## Exercise objective:
Translate this sentence from the wine review into Spanish: "This allows the air to trickle in and soften the tannins in the wine."

## Reading passage:
The farming here is all biodynamic and while the labels seem cool and amusing you get the feel that the winemaking is taken very seriously indeed – I think you have to with a grape like Aglianico.

The grape is a very late ripener and even in Australia it is not picked until the very end of the season in late April. Once the grapes have been de-stemmed, to help reduce tannin, and the fermentation has taken place the wine is aged in used oak barrels for 36 months. This allows the air to trickle in and soften the tannins in the wine.

Oh my I loved this, it looks quite earthy and garnet with an amazing nose of flowers, balsamic, umami, liquorice, dried fruit and spice with some coffee thrown in. The palate is a shock, even here in Australia it is very acidic – in a good way – with rich cherry, some blackberry, plum, dry, peppery spice, leather, coffee, meat and lovely supple, ripe tannins that just nibble at your gums. A heady wine indeed that needs chargrilled meat or some really good beef – 93/100 points.

## Provided material:
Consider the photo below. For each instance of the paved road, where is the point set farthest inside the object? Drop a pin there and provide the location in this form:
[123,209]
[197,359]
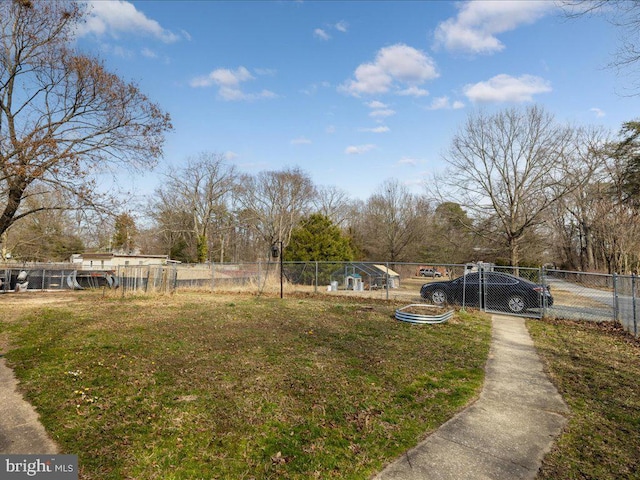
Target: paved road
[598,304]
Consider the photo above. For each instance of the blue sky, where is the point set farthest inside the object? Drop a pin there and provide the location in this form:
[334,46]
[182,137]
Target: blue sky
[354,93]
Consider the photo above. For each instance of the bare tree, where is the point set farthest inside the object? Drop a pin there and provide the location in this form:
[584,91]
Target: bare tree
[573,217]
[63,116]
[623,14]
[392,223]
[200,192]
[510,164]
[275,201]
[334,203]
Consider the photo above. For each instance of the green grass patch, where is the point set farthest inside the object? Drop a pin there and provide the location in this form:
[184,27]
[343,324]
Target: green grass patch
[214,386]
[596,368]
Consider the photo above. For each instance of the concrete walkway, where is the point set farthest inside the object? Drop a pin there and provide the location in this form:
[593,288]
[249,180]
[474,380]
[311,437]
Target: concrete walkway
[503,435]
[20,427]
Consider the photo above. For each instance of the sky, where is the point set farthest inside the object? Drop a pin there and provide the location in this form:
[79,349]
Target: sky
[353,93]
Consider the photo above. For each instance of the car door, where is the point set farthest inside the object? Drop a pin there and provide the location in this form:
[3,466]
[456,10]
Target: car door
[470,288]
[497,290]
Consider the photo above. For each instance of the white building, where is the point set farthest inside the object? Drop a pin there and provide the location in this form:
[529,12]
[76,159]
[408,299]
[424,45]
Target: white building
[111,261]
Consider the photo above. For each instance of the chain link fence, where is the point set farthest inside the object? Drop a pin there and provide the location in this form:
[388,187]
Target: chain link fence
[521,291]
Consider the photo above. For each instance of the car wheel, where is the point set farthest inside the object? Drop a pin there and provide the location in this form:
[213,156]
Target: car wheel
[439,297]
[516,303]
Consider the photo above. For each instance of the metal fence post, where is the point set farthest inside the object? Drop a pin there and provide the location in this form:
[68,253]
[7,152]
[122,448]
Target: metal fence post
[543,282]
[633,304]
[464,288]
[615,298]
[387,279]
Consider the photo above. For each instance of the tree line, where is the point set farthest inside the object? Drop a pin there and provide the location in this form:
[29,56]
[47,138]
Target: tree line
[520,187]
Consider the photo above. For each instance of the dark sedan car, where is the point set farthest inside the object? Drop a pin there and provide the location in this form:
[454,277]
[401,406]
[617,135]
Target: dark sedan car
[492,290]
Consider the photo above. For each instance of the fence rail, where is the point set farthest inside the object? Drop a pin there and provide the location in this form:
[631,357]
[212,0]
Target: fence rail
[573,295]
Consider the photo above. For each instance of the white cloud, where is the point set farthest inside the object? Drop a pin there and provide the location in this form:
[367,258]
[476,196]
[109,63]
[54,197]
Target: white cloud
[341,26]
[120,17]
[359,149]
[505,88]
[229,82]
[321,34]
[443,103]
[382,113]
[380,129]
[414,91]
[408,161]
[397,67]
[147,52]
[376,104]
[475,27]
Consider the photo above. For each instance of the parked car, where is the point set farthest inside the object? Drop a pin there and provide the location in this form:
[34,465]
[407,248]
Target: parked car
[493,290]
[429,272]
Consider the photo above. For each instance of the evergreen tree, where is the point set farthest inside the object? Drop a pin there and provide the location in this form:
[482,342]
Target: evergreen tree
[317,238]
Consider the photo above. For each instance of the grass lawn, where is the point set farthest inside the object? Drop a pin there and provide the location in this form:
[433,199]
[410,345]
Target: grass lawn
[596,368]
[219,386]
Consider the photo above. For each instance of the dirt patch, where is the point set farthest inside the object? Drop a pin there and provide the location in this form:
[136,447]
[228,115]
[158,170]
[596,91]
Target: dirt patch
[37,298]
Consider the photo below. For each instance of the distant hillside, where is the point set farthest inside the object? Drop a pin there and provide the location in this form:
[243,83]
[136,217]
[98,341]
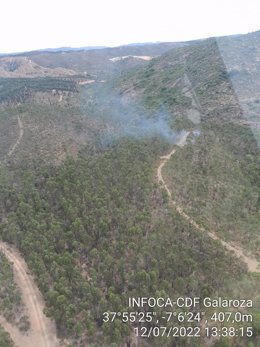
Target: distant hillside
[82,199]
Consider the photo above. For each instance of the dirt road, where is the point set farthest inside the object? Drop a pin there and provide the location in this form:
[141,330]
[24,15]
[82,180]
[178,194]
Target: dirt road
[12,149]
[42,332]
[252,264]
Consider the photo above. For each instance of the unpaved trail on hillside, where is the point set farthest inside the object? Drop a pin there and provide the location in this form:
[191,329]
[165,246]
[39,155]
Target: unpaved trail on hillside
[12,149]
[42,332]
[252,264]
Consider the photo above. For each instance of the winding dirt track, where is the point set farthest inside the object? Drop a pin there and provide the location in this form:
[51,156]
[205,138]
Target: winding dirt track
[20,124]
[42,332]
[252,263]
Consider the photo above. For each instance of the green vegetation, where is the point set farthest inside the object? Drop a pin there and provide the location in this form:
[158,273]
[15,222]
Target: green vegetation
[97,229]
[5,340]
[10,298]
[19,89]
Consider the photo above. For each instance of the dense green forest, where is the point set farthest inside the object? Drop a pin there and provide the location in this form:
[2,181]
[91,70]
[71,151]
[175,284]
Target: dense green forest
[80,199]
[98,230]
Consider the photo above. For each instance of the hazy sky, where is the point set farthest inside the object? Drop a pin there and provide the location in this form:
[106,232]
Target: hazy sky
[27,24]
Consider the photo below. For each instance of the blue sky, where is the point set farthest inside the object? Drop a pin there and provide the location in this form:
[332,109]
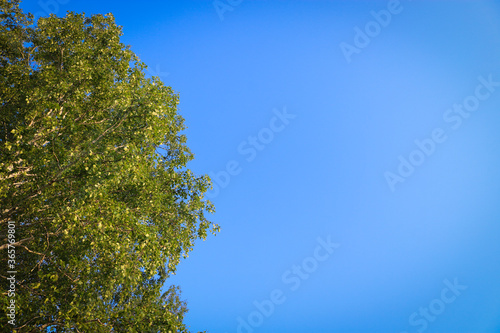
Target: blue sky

## Expected output:
Esto permite que el aire se filtre poco a poco y suavice los taninos del vino.